**Perintah**
Tulis ulang semua entri di bawah ini dengan mengganti "legs" menjadi "feet", tanpa mengubah bagian lainnya.

Catatan penempatan titik:
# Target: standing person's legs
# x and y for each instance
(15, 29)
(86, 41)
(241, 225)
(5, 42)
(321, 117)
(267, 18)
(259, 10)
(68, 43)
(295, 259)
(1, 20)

**Jawaban**
# Target: standing person's feet
# x and y for each instance
(15, 29)
(86, 41)
(241, 225)
(5, 42)
(321, 117)
(267, 18)
(259, 10)
(68, 43)
(295, 259)
(1, 20)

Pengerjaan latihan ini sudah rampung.